→ PROVIDED TEXT
--- start ---

You must use the function mysql_real_escape_string on all your user inputs before you put them in the database.

For example:

change $_REQUEST['nickname'] to mysql_real_escape_string($_REQUEST['nickname'])

Alternatively use prepared statements.

share|improve this answer
3  
Not "you can", "you absolutely must". –  delnan Sep 28 '10 at 16:15
    
stupid "user input" again. as though no need to escape quotes in admin input. and stupid "user input" instead of strings. use this function on unquoted number and eat your injection. –  Your Common Sense Sep 28 '10 at 16:41
    
here you can see a fresh example of the consequences of such stupid assumptions: stackoverflow.com/questions/3814770/… SQL injection at it's best. –  Your Common Sense Sep 28 '10 at 16:45
    
@delnan: No, you needn't use it on any and all of a user's input. If you validate the input before you run a query there is absolutely no risk of an injection. @Col: User input includes input by an administrator. It has nothing to do with your rights on a page. –  NikiC Sep 28 '10 at 17:01
    
@nikic go tell it to all these noobs. And admin input is just a figure. It can be script generated data or anything. Why to mention stupid user input at all, while just every friggin string in the query must be escaped, no matter of it's origin? As for your "no need", validation rules may change. Data validation has absolutely nothing to do with database level. –  Your Common Sense Sep 28 '10 at 17:09
show 3 more comments

Your code is filled with sql injection opportunities. Look into PDO with prepared statements. Or atleast mysql_real_escape_string. Do not use your code.

--- end ---

→ AIM
Reproduce the text above on escaping user input for database queries word for word, from start to finish.

→ EXTRACTED MATERIAL
--- start ---

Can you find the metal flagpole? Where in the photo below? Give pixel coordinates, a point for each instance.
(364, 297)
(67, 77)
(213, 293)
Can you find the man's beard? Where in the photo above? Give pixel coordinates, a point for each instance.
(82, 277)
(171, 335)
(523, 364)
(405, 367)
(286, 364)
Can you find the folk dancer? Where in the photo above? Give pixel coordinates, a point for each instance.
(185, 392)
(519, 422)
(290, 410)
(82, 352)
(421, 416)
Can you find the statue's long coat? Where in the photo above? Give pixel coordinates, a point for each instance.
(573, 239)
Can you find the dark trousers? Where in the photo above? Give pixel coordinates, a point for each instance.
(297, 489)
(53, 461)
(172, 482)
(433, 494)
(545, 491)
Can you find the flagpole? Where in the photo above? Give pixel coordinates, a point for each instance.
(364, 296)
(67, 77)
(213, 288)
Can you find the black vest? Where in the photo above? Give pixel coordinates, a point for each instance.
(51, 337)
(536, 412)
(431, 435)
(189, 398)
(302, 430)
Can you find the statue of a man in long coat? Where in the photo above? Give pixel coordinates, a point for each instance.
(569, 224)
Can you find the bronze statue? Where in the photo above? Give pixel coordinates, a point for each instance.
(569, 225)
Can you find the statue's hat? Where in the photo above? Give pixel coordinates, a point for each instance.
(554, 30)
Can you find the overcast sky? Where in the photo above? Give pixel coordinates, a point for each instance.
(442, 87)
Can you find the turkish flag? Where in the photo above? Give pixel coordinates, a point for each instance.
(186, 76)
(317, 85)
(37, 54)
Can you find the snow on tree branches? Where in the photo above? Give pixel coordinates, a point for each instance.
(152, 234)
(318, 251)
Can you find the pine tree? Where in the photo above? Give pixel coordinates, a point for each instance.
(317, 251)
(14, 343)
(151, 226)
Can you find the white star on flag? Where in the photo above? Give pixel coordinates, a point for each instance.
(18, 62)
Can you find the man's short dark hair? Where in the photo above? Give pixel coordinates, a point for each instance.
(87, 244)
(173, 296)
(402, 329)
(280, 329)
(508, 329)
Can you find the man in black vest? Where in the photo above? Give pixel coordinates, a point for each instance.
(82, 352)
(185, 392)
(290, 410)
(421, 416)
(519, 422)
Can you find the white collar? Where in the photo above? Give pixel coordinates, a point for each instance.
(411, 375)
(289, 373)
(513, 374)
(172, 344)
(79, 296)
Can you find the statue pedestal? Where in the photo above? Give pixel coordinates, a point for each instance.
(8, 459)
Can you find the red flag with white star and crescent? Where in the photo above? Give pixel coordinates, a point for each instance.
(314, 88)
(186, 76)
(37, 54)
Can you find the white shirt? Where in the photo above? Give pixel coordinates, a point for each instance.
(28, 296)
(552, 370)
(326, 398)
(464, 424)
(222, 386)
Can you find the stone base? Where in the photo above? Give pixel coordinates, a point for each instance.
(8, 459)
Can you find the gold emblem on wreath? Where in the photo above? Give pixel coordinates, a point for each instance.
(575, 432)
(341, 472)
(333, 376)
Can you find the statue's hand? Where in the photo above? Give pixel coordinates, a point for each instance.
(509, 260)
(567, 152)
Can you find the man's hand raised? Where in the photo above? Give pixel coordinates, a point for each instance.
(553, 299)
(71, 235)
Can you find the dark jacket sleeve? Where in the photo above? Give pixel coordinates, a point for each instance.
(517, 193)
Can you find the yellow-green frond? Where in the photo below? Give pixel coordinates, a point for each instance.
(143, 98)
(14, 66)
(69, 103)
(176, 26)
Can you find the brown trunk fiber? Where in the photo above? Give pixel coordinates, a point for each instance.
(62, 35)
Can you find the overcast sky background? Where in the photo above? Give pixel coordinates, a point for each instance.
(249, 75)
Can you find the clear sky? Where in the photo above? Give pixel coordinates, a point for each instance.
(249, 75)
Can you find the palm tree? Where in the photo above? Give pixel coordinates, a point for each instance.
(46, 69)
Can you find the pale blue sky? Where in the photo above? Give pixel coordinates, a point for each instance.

--- end ---

→ WRITTEN RESPONSE
You must use the function mysql_real_escape_string on all your user inputs before you put them in the database.

For example:

change $_REQUEST['nickname'] to mysql_real_escape_string($_REQUEST['nickname'])

Alternatively use prepared statements.

share|improve this answer
3  
Not "you can", "you absolutely must". –  delnan Sep 28 '10 at 16:15
    
stupid "user input" again. as though no need to escape quotes in admin input. and stupid "user input" instead of strings. use this function on unquoted number and eat your injection. –  Your Common Sense Sep 28 '10 at 16:41
    
here you can see a fresh example of the consequences of such stupid assumptions: stackoverflow.com/questions/3814770/… SQL injection at it's best. –  Your Common Sense Sep 28 '10 at 16:45
    
@delnan: No, you needn't use it on any and all of a user's input. If you validate the input before you run a query there is absolutely no risk of an injection. @Col: User input includes input by an administrator. It has nothing to do with your rights on a page. –  NikiC Sep 28 '10 at 17:01
    
@nikic go tell it to all these noobs. And admin input is just a figure. It can be script generated data or anything. Why to mention stupid user input at all, while just every friggin string in the query must be escaped, no matter of it's origin? As for your "no need", validation rules may change. Data validation has absolutely nothing to do with database level. –  Your Common Sense Sep 28 '10 at 17:09
show 3 more comments

Your code is filled with sql injection opportunities. Look into PDO with prepared statements. Or atleast mysql_real_escape_string. Do not use your code.